Text segment>
'''
Slate’s Amanda Hess noted that this kind of communal phrasing had achieved notoriety at least as early as the 1960s, recalling President John F. Kennedy’s “Ich bin ein Berliner” speech and the cinematic scene of a group of Roman slaves defiantly announcing “I am Spartacus” in the 1960 Kirk Douglas classic.
“What was once a rhetorical flourish has become the default mode of showing solidarity in the hashtag era, where the political only reaches viral heights if it’s suitably personalized,” Hess wrote, noting the ability of hashtags like #WeAreTrayvonMartin to turn a name into a rallying point for protest.
“The construction of [an ‘I am’] chant is so effective exactly because it’s both personal and political, both individualistic and collectivistic,” says Nathan Jurgenson, a social-media theorist and sociologist. “I think that’s a big reason why these movements are able to explode in social media, because instead of those two impulses being in conflict, they work together.”
'''
Recorded data>
'''
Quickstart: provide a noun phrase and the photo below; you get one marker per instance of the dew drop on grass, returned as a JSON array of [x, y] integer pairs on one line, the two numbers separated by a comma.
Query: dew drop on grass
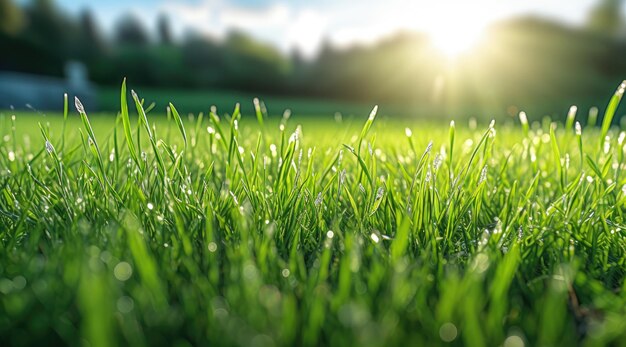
[[514, 341], [122, 271], [49, 147], [375, 238], [212, 247], [380, 192], [448, 332], [79, 105], [319, 198], [125, 304]]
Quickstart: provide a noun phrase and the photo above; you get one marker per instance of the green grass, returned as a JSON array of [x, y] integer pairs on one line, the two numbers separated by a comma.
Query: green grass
[[262, 231]]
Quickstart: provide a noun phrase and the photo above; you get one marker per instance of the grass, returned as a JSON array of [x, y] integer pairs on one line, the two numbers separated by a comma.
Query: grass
[[256, 231]]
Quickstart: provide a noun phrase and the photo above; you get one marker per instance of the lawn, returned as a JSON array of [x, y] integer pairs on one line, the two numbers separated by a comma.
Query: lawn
[[255, 230]]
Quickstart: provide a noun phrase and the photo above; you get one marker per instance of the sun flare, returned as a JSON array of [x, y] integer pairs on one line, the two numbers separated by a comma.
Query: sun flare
[[456, 37]]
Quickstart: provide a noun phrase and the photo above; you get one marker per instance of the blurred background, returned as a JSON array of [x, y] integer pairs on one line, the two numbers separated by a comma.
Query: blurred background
[[446, 59]]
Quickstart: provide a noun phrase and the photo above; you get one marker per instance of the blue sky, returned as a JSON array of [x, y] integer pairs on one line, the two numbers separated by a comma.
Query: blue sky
[[305, 24]]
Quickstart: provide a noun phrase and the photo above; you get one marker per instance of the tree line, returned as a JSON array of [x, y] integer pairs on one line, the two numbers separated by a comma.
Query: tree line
[[523, 59]]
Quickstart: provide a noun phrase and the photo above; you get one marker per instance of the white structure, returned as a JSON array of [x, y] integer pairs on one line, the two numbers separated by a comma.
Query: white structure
[[22, 91]]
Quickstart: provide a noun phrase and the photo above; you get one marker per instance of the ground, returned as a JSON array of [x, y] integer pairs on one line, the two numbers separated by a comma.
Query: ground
[[257, 230]]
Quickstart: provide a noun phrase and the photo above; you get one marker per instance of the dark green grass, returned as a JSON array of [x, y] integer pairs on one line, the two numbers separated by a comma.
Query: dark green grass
[[255, 231]]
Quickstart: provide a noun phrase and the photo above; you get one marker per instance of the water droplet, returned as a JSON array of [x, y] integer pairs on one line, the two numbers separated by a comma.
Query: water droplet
[[123, 271]]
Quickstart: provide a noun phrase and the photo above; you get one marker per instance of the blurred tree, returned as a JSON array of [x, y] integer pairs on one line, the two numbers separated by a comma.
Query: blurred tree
[[11, 17], [91, 42], [130, 31], [49, 28], [606, 18], [164, 30], [204, 60], [91, 32]]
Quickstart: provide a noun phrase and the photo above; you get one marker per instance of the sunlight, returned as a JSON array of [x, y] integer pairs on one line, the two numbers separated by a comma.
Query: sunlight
[[457, 36]]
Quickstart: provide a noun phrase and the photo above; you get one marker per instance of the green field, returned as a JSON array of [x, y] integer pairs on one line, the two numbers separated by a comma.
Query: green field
[[252, 230]]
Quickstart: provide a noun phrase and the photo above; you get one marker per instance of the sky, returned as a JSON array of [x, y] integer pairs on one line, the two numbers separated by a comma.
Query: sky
[[306, 24]]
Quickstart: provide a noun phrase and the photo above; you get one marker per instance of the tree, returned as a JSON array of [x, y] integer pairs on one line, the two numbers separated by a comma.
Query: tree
[[11, 17], [606, 18], [91, 33], [164, 30], [130, 31]]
'''
What is expected> In the text on "I am" slogans, how is Nathan Jurgenson identified?

Task solution> He is identified as a social-media theorist and sociologist.